• **Work to be completed**
In full and word for word, give the records again.

• **Recorded data**
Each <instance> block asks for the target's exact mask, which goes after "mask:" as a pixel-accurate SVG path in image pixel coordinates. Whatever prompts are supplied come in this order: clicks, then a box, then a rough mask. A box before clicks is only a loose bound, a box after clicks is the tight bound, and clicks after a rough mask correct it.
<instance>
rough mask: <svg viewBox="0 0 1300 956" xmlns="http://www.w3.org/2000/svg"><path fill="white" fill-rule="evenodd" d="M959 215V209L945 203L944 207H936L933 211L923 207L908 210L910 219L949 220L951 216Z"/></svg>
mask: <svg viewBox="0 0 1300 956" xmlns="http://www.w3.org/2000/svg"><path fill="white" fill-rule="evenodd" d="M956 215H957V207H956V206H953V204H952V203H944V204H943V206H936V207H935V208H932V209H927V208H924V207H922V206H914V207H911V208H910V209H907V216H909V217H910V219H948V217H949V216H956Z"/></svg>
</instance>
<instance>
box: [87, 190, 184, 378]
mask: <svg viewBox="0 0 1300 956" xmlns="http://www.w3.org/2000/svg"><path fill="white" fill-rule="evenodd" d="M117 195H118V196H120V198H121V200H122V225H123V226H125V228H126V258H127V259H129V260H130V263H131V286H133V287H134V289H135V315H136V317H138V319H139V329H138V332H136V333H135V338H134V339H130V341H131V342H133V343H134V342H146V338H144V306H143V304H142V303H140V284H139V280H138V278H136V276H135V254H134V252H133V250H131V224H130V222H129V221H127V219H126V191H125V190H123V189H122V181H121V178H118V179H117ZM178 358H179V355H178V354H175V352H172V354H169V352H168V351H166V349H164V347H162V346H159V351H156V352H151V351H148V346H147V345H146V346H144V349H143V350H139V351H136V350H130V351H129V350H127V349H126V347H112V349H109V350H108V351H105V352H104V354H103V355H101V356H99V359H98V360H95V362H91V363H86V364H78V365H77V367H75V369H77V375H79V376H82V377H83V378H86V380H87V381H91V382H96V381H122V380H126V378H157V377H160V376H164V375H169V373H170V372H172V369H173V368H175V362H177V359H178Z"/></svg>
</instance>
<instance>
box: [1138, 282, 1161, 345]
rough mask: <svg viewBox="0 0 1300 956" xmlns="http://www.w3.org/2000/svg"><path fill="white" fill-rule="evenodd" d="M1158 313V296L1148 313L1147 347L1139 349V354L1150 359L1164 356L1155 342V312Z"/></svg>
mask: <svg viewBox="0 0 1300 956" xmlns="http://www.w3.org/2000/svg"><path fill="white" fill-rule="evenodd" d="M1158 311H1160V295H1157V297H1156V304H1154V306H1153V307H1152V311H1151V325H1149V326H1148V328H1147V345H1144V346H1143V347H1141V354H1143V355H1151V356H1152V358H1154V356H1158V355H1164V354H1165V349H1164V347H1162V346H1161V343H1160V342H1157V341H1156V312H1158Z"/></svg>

• **Answer for this exercise**
Each <instance> block asks for the target's exact mask, which goes after "mask:" as a pixel-accurate SVG path in image pixel coordinates. Whatever prompts are supplied come in this order: clicks, then a box, then a rough mask. A box before clicks is only a loose bound, a box after clicks is the tight bound, and clicks after a rough mask correct it.
<instance>
rough mask: <svg viewBox="0 0 1300 956" xmlns="http://www.w3.org/2000/svg"><path fill="white" fill-rule="evenodd" d="M959 215V209L945 203L944 207H936L933 211L923 207L908 210L910 219L949 220L951 216Z"/></svg>
mask: <svg viewBox="0 0 1300 956" xmlns="http://www.w3.org/2000/svg"><path fill="white" fill-rule="evenodd" d="M956 215H957V207H956V206H953V204H952V203H944V204H943V206H936V207H935V208H932V209H927V208H924V207H922V206H914V207H911V208H910V209H907V216H909V217H910V219H948V217H949V216H956Z"/></svg>
</instance>
<instance>
box: [87, 190, 184, 378]
mask: <svg viewBox="0 0 1300 956" xmlns="http://www.w3.org/2000/svg"><path fill="white" fill-rule="evenodd" d="M117 195H118V196H120V198H121V200H122V225H123V226H125V228H126V258H127V259H129V260H130V263H131V286H133V287H134V289H135V315H136V317H138V319H139V329H138V332H136V333H135V338H134V339H130V341H131V342H133V343H134V342H146V338H144V306H143V304H142V303H140V284H139V280H138V278H136V276H135V254H134V252H133V250H131V224H130V222H129V221H127V219H126V191H125V190H123V189H122V181H121V178H118V179H117ZM178 358H179V355H178V354H175V352H172V354H169V352H168V351H166V349H164V347H162V346H159V351H156V352H151V351H148V346H147V345H146V346H144V349H143V350H139V351H136V350H130V351H129V350H127V349H126V347H112V349H109V350H108V351H105V352H104V354H103V355H101V356H99V359H98V360H95V362H91V363H86V364H78V365H77V367H75V369H77V375H79V376H82V377H83V378H86V380H87V381H91V382H96V381H122V380H126V378H157V377H160V376H164V375H169V373H170V372H172V369H173V368H175V362H177V359H178Z"/></svg>
</instance>
<instance>
box: [1138, 282, 1161, 345]
rough mask: <svg viewBox="0 0 1300 956" xmlns="http://www.w3.org/2000/svg"><path fill="white" fill-rule="evenodd" d="M1158 313V296L1148 313L1147 347L1139 349V354L1150 359L1164 356L1155 342V312Z"/></svg>
mask: <svg viewBox="0 0 1300 956" xmlns="http://www.w3.org/2000/svg"><path fill="white" fill-rule="evenodd" d="M1158 311H1160V295H1157V297H1156V304H1154V306H1153V307H1152V311H1151V325H1149V326H1148V328H1147V345H1144V346H1143V347H1141V354H1143V355H1151V356H1152V358H1154V356H1158V355H1164V354H1165V349H1164V347H1162V346H1161V343H1160V342H1157V341H1156V312H1158Z"/></svg>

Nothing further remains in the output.